(Excerpts of pointing data)

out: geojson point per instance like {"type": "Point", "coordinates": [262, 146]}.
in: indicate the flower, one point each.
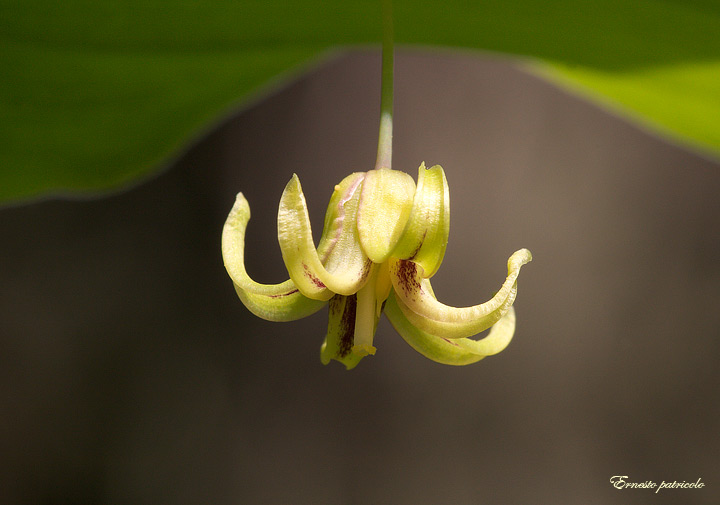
{"type": "Point", "coordinates": [383, 239]}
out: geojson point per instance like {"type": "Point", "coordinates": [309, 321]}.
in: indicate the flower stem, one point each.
{"type": "Point", "coordinates": [384, 158]}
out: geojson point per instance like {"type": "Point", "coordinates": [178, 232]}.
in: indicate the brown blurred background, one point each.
{"type": "Point", "coordinates": [131, 373]}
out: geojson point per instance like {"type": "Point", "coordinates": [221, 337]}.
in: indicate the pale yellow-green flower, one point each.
{"type": "Point", "coordinates": [383, 239]}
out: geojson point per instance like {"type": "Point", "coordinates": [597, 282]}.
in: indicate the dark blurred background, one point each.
{"type": "Point", "coordinates": [131, 373]}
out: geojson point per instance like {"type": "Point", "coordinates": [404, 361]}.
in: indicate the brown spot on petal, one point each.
{"type": "Point", "coordinates": [406, 271]}
{"type": "Point", "coordinates": [347, 326]}
{"type": "Point", "coordinates": [312, 278]}
{"type": "Point", "coordinates": [284, 294]}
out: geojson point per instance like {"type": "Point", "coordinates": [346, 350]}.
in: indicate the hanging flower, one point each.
{"type": "Point", "coordinates": [383, 239]}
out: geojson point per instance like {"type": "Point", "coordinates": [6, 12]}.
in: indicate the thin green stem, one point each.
{"type": "Point", "coordinates": [384, 158]}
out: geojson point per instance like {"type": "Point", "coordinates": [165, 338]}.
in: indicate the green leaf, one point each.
{"type": "Point", "coordinates": [96, 94]}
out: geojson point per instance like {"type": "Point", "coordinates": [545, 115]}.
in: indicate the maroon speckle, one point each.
{"type": "Point", "coordinates": [348, 305]}
{"type": "Point", "coordinates": [312, 278]}
{"type": "Point", "coordinates": [406, 274]}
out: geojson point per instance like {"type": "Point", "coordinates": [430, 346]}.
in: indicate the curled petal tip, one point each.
{"type": "Point", "coordinates": [519, 258]}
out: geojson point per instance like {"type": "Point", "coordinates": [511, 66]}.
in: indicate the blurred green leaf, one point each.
{"type": "Point", "coordinates": [94, 94]}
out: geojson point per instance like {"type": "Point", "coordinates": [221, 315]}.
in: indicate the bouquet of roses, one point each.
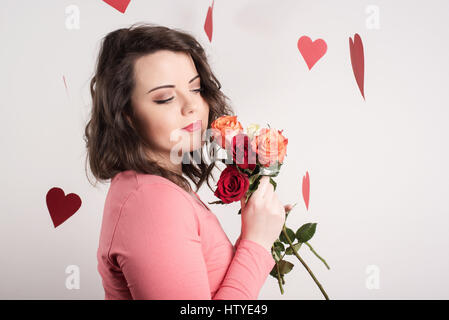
{"type": "Point", "coordinates": [249, 156]}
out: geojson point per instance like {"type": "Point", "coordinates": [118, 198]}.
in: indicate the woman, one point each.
{"type": "Point", "coordinates": [158, 240]}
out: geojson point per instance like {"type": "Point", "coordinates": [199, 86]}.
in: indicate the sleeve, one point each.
{"type": "Point", "coordinates": [247, 272]}
{"type": "Point", "coordinates": [158, 248]}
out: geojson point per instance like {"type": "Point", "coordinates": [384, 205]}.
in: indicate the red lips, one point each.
{"type": "Point", "coordinates": [193, 126]}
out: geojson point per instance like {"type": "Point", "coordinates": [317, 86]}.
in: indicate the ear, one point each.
{"type": "Point", "coordinates": [128, 119]}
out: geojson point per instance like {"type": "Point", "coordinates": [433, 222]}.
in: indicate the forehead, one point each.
{"type": "Point", "coordinates": [164, 67]}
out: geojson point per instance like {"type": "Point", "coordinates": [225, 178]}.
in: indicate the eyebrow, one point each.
{"type": "Point", "coordinates": [171, 85]}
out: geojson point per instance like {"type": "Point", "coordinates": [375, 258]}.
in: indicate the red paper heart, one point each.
{"type": "Point", "coordinates": [358, 61]}
{"type": "Point", "coordinates": [311, 51]}
{"type": "Point", "coordinates": [120, 5]}
{"type": "Point", "coordinates": [306, 189]}
{"type": "Point", "coordinates": [208, 26]}
{"type": "Point", "coordinates": [60, 206]}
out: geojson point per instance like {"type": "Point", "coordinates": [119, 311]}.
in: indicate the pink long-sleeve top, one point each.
{"type": "Point", "coordinates": [158, 241]}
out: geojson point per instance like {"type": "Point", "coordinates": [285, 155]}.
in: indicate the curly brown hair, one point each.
{"type": "Point", "coordinates": [114, 139]}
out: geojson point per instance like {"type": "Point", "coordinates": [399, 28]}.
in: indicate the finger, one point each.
{"type": "Point", "coordinates": [262, 187]}
{"type": "Point", "coordinates": [242, 202]}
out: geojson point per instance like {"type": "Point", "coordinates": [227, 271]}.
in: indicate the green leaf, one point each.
{"type": "Point", "coordinates": [276, 255]}
{"type": "Point", "coordinates": [285, 267]}
{"type": "Point", "coordinates": [289, 250]}
{"type": "Point", "coordinates": [290, 233]}
{"type": "Point", "coordinates": [306, 232]}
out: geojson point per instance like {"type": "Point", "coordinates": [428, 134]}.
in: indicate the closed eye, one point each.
{"type": "Point", "coordinates": [170, 99]}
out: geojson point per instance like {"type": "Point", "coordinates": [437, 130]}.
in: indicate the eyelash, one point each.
{"type": "Point", "coordinates": [168, 100]}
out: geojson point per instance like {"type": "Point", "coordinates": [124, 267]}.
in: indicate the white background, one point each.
{"type": "Point", "coordinates": [379, 179]}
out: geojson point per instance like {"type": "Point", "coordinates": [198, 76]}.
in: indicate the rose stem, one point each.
{"type": "Point", "coordinates": [304, 264]}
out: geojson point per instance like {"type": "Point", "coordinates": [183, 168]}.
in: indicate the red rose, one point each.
{"type": "Point", "coordinates": [232, 185]}
{"type": "Point", "coordinates": [242, 152]}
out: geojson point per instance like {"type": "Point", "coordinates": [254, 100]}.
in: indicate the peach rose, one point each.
{"type": "Point", "coordinates": [270, 146]}
{"type": "Point", "coordinates": [226, 127]}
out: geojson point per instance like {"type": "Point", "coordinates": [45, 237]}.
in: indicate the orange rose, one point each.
{"type": "Point", "coordinates": [226, 127]}
{"type": "Point", "coordinates": [270, 145]}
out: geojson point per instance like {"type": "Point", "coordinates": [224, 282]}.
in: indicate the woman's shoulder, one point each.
{"type": "Point", "coordinates": [137, 179]}
{"type": "Point", "coordinates": [149, 187]}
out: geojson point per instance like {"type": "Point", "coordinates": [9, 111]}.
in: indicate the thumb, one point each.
{"type": "Point", "coordinates": [242, 202]}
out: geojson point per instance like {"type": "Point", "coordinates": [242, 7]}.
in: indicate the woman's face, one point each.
{"type": "Point", "coordinates": [166, 98]}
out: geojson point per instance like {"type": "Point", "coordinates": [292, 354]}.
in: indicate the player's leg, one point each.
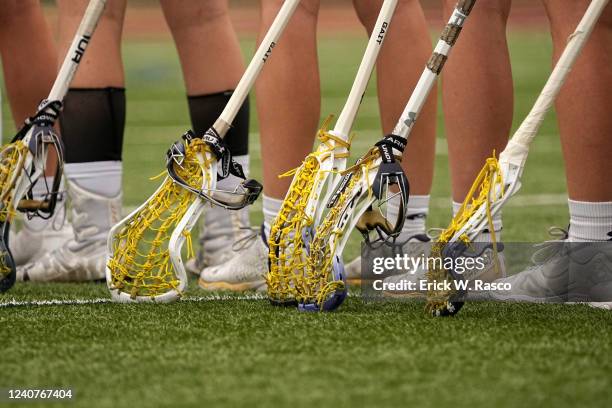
{"type": "Point", "coordinates": [92, 126]}
{"type": "Point", "coordinates": [399, 67]}
{"type": "Point", "coordinates": [212, 66]}
{"type": "Point", "coordinates": [28, 56]}
{"type": "Point", "coordinates": [477, 95]}
{"type": "Point", "coordinates": [29, 65]}
{"type": "Point", "coordinates": [288, 105]}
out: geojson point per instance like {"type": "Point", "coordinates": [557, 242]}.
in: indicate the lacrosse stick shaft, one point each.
{"type": "Point", "coordinates": [77, 49]}
{"type": "Point", "coordinates": [349, 112]}
{"type": "Point", "coordinates": [223, 124]}
{"type": "Point", "coordinates": [518, 147]}
{"type": "Point", "coordinates": [433, 68]}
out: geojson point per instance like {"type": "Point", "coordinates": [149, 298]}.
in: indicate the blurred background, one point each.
{"type": "Point", "coordinates": [157, 109]}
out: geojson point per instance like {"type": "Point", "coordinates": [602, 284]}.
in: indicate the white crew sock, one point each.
{"type": "Point", "coordinates": [590, 221]}
{"type": "Point", "coordinates": [485, 236]}
{"type": "Point", "coordinates": [102, 178]}
{"type": "Point", "coordinates": [40, 189]}
{"type": "Point", "coordinates": [416, 214]}
{"type": "Point", "coordinates": [271, 208]}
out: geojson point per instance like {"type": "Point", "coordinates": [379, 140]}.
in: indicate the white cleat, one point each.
{"type": "Point", "coordinates": [31, 243]}
{"type": "Point", "coordinates": [414, 283]}
{"type": "Point", "coordinates": [83, 257]}
{"type": "Point", "coordinates": [246, 270]}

- [WRITTEN PROBLEM]: Report every line of the records that contains the word "flower", matching case exactly.

- [SOLUTION TO THIS TASK]:
in: indicate the flower, one point each.
in: indicate the flower stem, one point each.
in: indicate the pale yellow-green flower, one point each.
in: indicate the hanging flower, one point each.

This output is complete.